# START OF DATASET CONTENT
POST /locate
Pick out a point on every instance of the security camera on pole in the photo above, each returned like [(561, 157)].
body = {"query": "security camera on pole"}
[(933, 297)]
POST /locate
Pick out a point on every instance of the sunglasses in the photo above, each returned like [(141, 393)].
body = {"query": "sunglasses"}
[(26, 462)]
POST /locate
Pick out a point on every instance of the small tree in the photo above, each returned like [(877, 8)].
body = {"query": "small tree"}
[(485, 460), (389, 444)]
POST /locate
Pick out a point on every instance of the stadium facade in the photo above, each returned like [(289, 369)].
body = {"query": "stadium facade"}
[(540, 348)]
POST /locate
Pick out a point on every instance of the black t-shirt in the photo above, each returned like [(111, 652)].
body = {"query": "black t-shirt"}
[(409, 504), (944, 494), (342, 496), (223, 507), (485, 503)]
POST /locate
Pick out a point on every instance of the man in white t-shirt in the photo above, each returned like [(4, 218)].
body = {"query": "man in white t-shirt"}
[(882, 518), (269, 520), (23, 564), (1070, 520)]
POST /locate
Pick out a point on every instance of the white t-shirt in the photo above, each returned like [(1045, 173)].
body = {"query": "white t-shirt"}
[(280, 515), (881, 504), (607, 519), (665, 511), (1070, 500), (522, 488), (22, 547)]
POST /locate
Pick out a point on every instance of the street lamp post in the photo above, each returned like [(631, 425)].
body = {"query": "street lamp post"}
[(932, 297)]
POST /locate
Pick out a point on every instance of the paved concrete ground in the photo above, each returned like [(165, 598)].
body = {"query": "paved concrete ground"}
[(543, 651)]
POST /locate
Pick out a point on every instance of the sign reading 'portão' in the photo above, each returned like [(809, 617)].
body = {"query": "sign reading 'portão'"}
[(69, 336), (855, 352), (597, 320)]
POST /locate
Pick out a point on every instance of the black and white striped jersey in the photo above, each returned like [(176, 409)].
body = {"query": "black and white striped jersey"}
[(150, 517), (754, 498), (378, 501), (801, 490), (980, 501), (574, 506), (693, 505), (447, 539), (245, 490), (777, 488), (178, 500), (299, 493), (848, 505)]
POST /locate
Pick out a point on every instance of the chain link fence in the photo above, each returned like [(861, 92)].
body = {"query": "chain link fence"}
# END OF DATASET CONTENT
> [TASK] Identify every line in the listing above that contains the word "link", and copy each of those lines. Treat case as significant.

> [WRITTEN RESPONSE]
Pick out a point on every instance of the chain link fence in the photo above, each returned like [(861, 92)].
body = {"query": "chain link fence"}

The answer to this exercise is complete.